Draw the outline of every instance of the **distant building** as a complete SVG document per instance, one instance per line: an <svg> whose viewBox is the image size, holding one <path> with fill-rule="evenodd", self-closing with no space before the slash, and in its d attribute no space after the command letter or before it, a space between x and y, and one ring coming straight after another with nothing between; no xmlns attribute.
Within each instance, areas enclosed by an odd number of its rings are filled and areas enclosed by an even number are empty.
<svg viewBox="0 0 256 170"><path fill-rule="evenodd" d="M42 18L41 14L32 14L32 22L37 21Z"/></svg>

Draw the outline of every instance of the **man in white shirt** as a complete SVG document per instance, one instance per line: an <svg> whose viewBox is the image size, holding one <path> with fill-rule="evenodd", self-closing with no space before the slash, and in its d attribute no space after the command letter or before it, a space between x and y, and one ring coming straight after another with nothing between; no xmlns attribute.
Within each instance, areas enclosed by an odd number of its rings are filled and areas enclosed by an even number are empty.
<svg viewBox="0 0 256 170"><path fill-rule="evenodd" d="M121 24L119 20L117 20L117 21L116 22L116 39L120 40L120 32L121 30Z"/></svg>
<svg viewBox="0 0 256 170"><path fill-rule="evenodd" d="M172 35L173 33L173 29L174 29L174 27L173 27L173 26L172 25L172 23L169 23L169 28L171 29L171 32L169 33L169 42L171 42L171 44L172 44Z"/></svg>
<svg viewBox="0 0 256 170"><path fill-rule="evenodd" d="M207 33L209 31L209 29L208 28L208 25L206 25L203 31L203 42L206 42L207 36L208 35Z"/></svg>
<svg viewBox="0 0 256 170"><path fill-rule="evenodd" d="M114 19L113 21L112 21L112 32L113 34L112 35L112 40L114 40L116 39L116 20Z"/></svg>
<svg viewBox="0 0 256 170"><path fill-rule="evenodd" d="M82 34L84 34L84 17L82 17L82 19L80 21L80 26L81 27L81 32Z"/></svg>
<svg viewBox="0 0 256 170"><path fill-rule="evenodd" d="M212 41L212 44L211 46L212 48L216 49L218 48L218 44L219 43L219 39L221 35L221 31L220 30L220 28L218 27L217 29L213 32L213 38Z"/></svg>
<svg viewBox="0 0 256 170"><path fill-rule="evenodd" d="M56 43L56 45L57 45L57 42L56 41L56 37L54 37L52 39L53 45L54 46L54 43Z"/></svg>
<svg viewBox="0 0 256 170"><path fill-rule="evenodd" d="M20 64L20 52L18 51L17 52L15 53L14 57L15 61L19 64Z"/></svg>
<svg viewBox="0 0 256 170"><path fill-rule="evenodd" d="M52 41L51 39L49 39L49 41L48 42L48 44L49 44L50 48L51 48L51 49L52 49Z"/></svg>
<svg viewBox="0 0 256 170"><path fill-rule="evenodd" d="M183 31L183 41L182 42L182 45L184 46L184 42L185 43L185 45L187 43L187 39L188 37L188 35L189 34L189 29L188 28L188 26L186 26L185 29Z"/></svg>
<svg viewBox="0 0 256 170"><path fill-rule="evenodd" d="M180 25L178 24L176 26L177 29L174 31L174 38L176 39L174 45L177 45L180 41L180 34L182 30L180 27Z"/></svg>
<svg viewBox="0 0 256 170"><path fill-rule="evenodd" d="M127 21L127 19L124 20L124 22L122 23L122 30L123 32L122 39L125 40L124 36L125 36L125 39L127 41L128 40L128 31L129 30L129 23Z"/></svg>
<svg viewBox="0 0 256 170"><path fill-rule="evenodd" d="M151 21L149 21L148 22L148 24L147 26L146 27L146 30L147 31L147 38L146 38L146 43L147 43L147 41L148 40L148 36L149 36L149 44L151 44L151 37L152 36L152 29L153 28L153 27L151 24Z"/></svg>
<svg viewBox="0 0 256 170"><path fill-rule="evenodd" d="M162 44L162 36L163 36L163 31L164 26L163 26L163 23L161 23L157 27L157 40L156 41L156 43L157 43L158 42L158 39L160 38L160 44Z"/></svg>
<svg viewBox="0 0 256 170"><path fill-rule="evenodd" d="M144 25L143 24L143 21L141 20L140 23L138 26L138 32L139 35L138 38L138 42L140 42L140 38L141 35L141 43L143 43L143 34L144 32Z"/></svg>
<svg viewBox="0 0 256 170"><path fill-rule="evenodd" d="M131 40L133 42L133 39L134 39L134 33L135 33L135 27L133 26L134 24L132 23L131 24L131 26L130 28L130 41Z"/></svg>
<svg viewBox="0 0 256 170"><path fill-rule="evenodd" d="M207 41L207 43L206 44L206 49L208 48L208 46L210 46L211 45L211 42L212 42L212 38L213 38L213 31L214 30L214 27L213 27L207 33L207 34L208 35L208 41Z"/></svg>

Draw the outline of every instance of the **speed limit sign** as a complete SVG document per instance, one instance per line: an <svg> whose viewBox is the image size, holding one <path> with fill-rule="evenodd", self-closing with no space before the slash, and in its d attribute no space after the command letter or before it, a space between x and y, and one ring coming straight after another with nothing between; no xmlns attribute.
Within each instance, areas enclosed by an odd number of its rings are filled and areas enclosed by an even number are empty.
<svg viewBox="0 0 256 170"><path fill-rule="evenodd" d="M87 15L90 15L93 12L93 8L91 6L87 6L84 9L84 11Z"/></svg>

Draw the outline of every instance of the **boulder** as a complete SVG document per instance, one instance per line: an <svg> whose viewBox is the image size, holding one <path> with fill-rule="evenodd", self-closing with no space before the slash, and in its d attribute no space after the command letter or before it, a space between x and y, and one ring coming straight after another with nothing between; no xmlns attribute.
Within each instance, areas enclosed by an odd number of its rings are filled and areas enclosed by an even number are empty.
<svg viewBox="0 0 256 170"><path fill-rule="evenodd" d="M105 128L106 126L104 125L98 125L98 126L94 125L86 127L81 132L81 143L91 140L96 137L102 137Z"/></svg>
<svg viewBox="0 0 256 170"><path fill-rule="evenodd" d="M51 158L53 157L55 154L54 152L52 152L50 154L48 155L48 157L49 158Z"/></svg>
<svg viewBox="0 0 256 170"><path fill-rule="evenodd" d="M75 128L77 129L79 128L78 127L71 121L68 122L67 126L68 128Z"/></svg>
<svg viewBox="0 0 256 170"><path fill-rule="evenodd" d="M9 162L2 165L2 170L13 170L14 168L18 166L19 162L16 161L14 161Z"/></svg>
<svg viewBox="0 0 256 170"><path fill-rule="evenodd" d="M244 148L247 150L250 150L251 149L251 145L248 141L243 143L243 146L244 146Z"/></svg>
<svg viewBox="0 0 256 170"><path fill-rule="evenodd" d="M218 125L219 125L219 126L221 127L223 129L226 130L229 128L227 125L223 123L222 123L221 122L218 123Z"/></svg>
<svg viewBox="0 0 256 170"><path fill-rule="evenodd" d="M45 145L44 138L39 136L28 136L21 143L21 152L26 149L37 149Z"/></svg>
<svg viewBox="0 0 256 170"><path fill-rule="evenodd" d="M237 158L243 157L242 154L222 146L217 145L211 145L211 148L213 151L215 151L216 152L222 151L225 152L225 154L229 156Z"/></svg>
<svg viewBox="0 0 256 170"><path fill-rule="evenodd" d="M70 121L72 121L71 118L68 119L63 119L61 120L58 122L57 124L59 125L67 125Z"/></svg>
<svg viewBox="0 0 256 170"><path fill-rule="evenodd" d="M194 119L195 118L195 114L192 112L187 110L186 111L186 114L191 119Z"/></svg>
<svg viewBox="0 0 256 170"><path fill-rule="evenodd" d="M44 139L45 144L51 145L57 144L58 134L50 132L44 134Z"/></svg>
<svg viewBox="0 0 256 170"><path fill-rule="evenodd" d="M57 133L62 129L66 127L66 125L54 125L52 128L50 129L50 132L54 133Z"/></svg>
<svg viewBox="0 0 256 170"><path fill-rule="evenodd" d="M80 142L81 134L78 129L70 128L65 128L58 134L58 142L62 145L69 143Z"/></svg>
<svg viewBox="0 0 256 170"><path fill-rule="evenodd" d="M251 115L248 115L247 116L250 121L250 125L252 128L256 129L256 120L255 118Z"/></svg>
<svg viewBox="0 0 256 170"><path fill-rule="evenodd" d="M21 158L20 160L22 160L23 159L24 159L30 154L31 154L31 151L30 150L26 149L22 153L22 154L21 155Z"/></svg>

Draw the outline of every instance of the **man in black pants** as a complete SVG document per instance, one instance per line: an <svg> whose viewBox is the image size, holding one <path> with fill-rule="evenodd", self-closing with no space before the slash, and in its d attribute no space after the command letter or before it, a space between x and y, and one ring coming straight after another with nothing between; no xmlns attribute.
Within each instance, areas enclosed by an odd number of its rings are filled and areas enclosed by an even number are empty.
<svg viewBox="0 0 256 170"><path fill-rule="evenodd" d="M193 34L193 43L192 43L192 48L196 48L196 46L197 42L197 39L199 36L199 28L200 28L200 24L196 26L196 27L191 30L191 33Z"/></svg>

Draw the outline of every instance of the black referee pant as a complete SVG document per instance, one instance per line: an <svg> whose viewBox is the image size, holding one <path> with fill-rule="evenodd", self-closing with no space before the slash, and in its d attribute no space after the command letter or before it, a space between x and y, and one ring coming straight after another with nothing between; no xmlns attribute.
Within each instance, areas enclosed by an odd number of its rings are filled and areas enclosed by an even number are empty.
------------------------------------
What to work on
Reproduce the listing verbatim from the line containing "Draw the outline of every instance of the **speed" to the line containing "15L90 15L93 12L93", including both of those lines.

Exercise answer
Draw the outline of every instance of the **speed limit sign** as a complete SVG document per instance, one instance per line: an <svg> whose viewBox is the image size, holding one <path> with fill-rule="evenodd", self-closing with no space before the slash, and in its d attribute no space after the command letter or before it, a space between x and y, and one ring coming straight after another with nothing between; no xmlns attribute.
Within each instance, areas enclosed by an odd number of its rings are filled and areas enclosed by an even number are empty.
<svg viewBox="0 0 256 170"><path fill-rule="evenodd" d="M87 15L90 15L93 12L93 8L91 6L87 6L84 9L84 11Z"/></svg>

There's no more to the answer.